## Provided data
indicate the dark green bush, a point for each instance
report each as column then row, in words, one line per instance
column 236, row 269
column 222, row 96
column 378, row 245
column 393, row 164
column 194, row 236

## Written problem
Copy out the whole listing exactly.

## Exercise result
indicate the dark green bush, a point for each instance
report each as column then row, in words, one line per instance
column 236, row 269
column 222, row 96
column 378, row 245
column 393, row 164
column 194, row 236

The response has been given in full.